# What you need to do
Find every line in the listing below that contains the string "snowy" and copy each of those lines. Treat uppercase and lowercase letters as different.

═══

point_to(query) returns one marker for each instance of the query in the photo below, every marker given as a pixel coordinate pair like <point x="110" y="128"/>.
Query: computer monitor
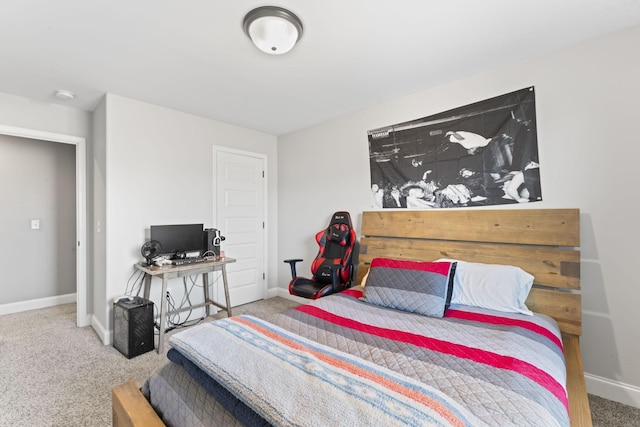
<point x="178" y="239"/>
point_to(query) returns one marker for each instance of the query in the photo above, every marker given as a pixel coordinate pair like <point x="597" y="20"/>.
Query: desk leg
<point x="147" y="285"/>
<point x="163" y="314"/>
<point x="205" y="286"/>
<point x="226" y="289"/>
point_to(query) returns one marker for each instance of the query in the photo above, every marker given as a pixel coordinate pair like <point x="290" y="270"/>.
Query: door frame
<point x="265" y="253"/>
<point x="82" y="317"/>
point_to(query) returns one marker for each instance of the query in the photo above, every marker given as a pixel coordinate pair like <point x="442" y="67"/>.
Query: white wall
<point x="38" y="183"/>
<point x="159" y="170"/>
<point x="587" y="102"/>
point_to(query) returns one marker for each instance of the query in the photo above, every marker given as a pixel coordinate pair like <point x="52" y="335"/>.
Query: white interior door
<point x="240" y="212"/>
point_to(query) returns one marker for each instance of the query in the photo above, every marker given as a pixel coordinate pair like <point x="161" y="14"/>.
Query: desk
<point x="167" y="272"/>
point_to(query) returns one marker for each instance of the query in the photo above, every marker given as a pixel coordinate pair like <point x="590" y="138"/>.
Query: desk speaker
<point x="212" y="241"/>
<point x="133" y="331"/>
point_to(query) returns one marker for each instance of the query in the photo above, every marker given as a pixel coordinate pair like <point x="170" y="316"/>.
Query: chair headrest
<point x="339" y="233"/>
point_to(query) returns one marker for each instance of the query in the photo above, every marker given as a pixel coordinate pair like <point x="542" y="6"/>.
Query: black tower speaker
<point x="133" y="326"/>
<point x="212" y="241"/>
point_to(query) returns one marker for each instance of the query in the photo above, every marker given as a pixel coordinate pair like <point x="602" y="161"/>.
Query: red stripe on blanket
<point x="436" y="406"/>
<point x="352" y="293"/>
<point x="497" y="320"/>
<point x="481" y="356"/>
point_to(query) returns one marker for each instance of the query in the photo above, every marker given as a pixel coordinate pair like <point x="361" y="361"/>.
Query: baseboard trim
<point x="104" y="334"/>
<point x="35" y="304"/>
<point x="613" y="390"/>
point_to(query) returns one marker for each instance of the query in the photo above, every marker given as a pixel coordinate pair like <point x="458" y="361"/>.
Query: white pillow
<point x="493" y="286"/>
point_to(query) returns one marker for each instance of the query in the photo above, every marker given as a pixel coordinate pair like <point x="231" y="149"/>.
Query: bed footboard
<point x="131" y="409"/>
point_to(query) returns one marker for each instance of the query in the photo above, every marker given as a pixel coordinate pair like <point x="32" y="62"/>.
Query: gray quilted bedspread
<point x="506" y="369"/>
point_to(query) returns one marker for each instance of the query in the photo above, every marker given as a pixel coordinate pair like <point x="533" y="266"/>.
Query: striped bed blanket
<point x="342" y="361"/>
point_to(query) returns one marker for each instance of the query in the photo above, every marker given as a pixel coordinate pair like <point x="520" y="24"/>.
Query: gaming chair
<point x="332" y="268"/>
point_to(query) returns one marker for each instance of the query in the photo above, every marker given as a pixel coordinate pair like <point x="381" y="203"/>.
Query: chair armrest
<point x="292" y="264"/>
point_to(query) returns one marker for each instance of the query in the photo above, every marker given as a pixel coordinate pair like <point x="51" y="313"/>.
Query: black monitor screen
<point x="178" y="238"/>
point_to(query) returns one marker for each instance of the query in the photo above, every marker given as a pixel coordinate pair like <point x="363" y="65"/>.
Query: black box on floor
<point x="133" y="331"/>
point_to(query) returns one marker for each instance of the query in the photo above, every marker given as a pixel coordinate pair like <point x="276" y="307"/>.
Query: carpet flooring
<point x="55" y="374"/>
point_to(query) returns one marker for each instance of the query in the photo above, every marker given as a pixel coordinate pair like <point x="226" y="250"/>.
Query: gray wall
<point x="587" y="104"/>
<point x="38" y="182"/>
<point x="16" y="111"/>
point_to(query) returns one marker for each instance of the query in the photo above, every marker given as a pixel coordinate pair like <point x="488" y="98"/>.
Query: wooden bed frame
<point x="543" y="242"/>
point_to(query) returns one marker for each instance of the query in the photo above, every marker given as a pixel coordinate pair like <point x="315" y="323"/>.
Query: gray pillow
<point x="413" y="286"/>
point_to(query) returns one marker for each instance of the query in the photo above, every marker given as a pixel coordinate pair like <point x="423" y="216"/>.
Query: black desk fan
<point x="150" y="250"/>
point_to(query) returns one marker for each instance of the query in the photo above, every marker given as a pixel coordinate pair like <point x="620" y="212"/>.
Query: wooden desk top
<point x="210" y="265"/>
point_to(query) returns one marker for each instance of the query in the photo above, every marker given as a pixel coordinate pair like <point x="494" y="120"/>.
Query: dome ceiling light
<point x="272" y="29"/>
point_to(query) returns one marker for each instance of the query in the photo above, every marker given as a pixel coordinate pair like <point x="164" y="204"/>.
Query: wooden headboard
<point x="543" y="242"/>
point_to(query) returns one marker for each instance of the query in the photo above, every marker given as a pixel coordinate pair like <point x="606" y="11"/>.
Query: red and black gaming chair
<point x="332" y="268"/>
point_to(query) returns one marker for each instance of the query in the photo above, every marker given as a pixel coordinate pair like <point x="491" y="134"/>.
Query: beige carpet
<point x="55" y="374"/>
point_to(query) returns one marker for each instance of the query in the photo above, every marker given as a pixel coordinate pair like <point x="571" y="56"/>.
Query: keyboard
<point x="184" y="261"/>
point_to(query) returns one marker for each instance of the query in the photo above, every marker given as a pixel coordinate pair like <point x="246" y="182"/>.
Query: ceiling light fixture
<point x="65" y="95"/>
<point x="272" y="29"/>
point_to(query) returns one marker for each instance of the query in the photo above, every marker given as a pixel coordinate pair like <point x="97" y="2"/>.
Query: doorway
<point x="240" y="195"/>
<point x="82" y="317"/>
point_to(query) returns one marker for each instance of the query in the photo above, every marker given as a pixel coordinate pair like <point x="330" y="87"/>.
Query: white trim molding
<point x="613" y="390"/>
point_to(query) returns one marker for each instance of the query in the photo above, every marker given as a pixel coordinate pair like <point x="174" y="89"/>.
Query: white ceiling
<point x="193" y="56"/>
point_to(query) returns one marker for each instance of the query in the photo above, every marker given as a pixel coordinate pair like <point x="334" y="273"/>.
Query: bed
<point x="368" y="360"/>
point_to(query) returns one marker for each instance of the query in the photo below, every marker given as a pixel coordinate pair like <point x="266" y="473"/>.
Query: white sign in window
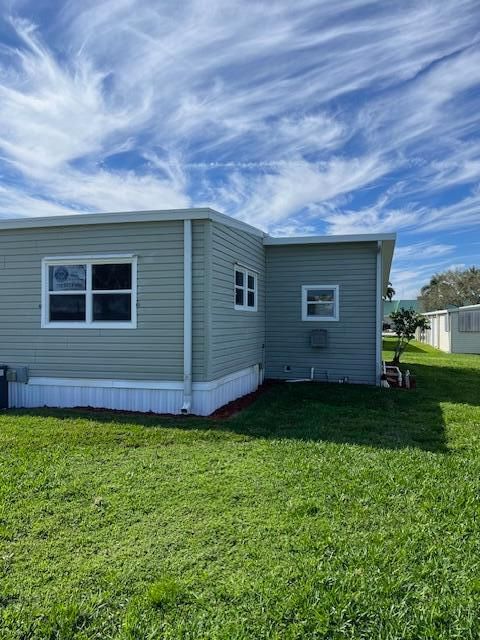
<point x="320" y="302"/>
<point x="245" y="294"/>
<point x="89" y="293"/>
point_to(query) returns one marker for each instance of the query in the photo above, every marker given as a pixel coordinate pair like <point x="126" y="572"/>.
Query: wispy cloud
<point x="305" y="117"/>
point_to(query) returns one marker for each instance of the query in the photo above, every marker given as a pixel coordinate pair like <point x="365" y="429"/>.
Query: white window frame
<point x="336" y="303"/>
<point x="89" y="261"/>
<point x="246" y="272"/>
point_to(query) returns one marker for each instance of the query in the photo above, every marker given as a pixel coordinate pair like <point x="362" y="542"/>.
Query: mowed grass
<point x="322" y="511"/>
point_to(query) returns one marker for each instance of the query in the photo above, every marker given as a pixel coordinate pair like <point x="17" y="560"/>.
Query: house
<point x="182" y="311"/>
<point x="453" y="330"/>
<point x="389" y="306"/>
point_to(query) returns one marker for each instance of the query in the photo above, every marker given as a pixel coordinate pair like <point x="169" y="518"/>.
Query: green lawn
<point x="322" y="511"/>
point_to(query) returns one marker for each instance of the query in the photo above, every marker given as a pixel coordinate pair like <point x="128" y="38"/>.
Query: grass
<point x="322" y="511"/>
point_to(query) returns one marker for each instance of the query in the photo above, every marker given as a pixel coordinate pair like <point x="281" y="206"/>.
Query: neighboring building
<point x="389" y="306"/>
<point x="183" y="310"/>
<point x="453" y="330"/>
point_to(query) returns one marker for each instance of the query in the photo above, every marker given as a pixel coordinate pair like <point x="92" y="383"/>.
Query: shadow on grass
<point x="350" y="414"/>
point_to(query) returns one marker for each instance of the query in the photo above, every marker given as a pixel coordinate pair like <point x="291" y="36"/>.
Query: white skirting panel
<point x="132" y="395"/>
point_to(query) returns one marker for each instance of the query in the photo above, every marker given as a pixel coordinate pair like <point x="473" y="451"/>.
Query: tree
<point x="451" y="288"/>
<point x="405" y="323"/>
<point x="390" y="292"/>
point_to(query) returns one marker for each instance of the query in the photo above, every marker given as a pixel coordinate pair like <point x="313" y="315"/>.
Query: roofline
<point x="359" y="237"/>
<point x="434" y="313"/>
<point x="455" y="310"/>
<point x="160" y="215"/>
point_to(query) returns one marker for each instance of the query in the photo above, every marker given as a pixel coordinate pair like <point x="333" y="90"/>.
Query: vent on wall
<point x="318" y="338"/>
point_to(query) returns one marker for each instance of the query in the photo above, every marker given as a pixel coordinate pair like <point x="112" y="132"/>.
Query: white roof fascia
<point x="78" y="219"/>
<point x="360" y="237"/>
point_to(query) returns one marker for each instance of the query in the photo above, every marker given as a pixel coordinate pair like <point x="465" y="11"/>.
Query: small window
<point x="245" y="289"/>
<point x="320" y="302"/>
<point x="89" y="293"/>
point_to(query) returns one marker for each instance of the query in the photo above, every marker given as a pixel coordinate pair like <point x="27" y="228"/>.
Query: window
<point x="320" y="302"/>
<point x="94" y="292"/>
<point x="245" y="289"/>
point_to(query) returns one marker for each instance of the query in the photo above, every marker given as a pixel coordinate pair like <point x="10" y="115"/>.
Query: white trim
<point x="110" y="383"/>
<point x="187" y="316"/>
<point x="88" y="260"/>
<point x="336" y="302"/>
<point x="359" y="237"/>
<point x="378" y="313"/>
<point x="246" y="289"/>
<point x="164" y="396"/>
<point x="121" y="217"/>
<point x="104" y="257"/>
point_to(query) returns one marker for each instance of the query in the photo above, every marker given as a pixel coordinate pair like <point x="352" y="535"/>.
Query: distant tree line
<point x="451" y="288"/>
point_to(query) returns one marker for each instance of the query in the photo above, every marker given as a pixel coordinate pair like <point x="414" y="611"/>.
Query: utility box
<point x="3" y="387"/>
<point x="318" y="338"/>
<point x="17" y="374"/>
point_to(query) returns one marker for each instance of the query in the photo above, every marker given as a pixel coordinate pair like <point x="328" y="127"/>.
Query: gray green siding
<point x="236" y="338"/>
<point x="153" y="351"/>
<point x="463" y="341"/>
<point x="350" y="347"/>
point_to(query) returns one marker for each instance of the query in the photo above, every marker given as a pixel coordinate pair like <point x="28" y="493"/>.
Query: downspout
<point x="379" y="314"/>
<point x="187" y="317"/>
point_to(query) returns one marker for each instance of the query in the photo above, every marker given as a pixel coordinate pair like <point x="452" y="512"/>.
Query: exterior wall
<point x="443" y="334"/>
<point x="351" y="341"/>
<point x="152" y="351"/>
<point x="235" y="339"/>
<point x="463" y="341"/>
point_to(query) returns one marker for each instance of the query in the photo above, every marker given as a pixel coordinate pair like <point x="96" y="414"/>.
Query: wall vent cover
<point x="318" y="338"/>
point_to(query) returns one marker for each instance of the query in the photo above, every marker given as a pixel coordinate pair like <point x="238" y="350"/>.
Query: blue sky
<point x="299" y="117"/>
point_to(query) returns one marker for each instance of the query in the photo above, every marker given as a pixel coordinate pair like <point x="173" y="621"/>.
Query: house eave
<point x="122" y="217"/>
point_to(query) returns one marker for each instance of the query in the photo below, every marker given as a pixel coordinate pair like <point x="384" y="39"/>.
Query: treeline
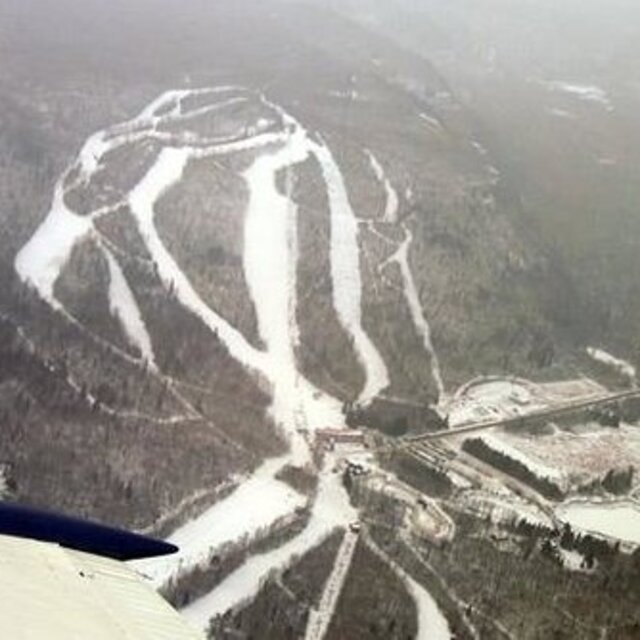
<point x="552" y="540"/>
<point x="515" y="468"/>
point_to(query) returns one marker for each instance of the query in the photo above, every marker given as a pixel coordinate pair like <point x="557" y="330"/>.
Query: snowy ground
<point x="492" y="399"/>
<point x="581" y="453"/>
<point x="620" y="366"/>
<point x="619" y="520"/>
<point x="276" y="144"/>
<point x="496" y="443"/>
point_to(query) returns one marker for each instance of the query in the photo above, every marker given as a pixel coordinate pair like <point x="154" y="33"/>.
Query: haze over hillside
<point x="342" y="298"/>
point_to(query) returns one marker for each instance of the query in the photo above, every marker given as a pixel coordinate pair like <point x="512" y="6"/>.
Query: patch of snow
<point x="572" y="560"/>
<point x="432" y="122"/>
<point x="345" y="275"/>
<point x="561" y="113"/>
<point x="392" y="202"/>
<point x="432" y="624"/>
<point x="43" y="257"/>
<point x="490" y="399"/>
<point x="619" y="520"/>
<point x="479" y="148"/>
<point x="587" y="93"/>
<point x="254" y="506"/>
<point x="124" y="307"/>
<point x="401" y="258"/>
<point x="621" y="366"/>
<point x="166" y="172"/>
<point x="536" y="467"/>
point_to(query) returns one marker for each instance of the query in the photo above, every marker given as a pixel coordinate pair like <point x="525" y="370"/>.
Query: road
<point x="543" y="413"/>
<point x="320" y="618"/>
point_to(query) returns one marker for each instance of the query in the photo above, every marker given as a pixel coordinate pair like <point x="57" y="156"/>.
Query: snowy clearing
<point x="392" y="201"/>
<point x="331" y="509"/>
<point x="254" y="506"/>
<point x="495" y="443"/>
<point x="619" y="520"/>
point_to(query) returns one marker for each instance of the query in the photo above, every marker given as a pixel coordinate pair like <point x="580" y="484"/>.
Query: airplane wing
<point x="53" y="592"/>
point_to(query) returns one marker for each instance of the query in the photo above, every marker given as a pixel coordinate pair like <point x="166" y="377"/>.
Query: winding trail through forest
<point x="270" y="259"/>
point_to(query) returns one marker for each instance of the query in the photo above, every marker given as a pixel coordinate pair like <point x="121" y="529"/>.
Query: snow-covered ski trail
<point x="270" y="260"/>
<point x="401" y="258"/>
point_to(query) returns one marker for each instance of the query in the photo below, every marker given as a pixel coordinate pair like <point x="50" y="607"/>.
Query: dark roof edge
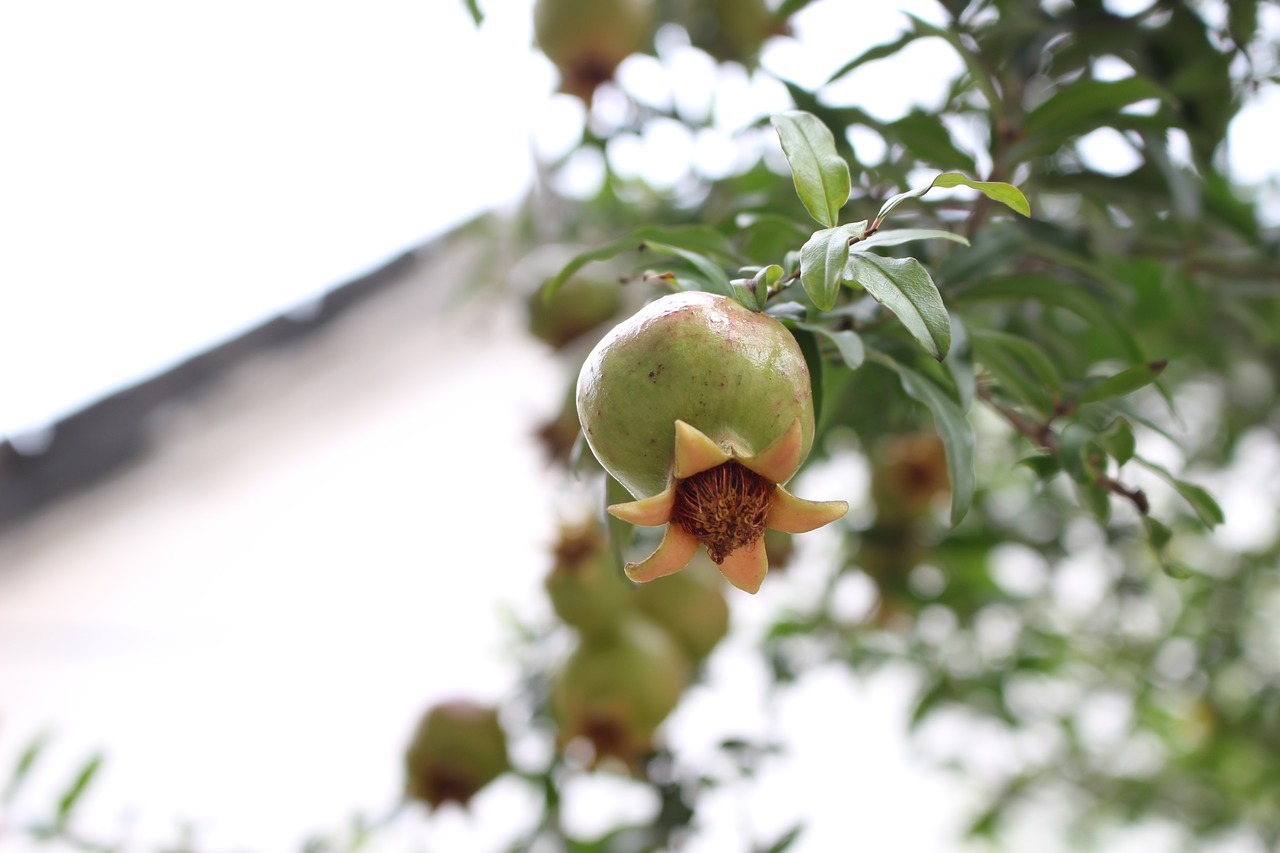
<point x="100" y="438"/>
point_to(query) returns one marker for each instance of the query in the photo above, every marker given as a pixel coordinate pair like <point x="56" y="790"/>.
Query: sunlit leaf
<point x="848" y="343"/>
<point x="474" y="8"/>
<point x="900" y="236"/>
<point x="1123" y="383"/>
<point x="999" y="191"/>
<point x="26" y="762"/>
<point x="1201" y="501"/>
<point x="821" y="174"/>
<point x="822" y="263"/>
<point x="904" y="286"/>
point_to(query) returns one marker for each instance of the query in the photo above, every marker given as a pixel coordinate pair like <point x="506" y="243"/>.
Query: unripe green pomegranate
<point x="908" y="474"/>
<point x="576" y="308"/>
<point x="457" y="749"/>
<point x="703" y="409"/>
<point x="585" y="588"/>
<point x="689" y="605"/>
<point x="588" y="39"/>
<point x="617" y="688"/>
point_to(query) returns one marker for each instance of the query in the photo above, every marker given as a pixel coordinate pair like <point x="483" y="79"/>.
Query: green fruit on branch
<point x="617" y="688"/>
<point x="588" y="39"/>
<point x="576" y="308"/>
<point x="689" y="605"/>
<point x="585" y="588"/>
<point x="457" y="749"/>
<point x="703" y="409"/>
<point x="909" y="473"/>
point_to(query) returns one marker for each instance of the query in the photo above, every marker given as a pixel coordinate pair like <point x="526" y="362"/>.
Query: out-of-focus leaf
<point x="873" y="54"/>
<point x="22" y="769"/>
<point x="696" y="240"/>
<point x="1075" y="106"/>
<point x="1095" y="498"/>
<point x="904" y="286"/>
<point x="1059" y="293"/>
<point x="1020" y="366"/>
<point x="952" y="428"/>
<point x="822" y="263"/>
<point x="848" y="343"/>
<point x="928" y="140"/>
<point x="908" y="235"/>
<point x="821" y="174"/>
<point x="1123" y="383"/>
<point x="72" y="796"/>
<point x="785" y="840"/>
<point x="1201" y="501"/>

═══

# Finished exercise
Query: snowy ground
Query: snowy clearing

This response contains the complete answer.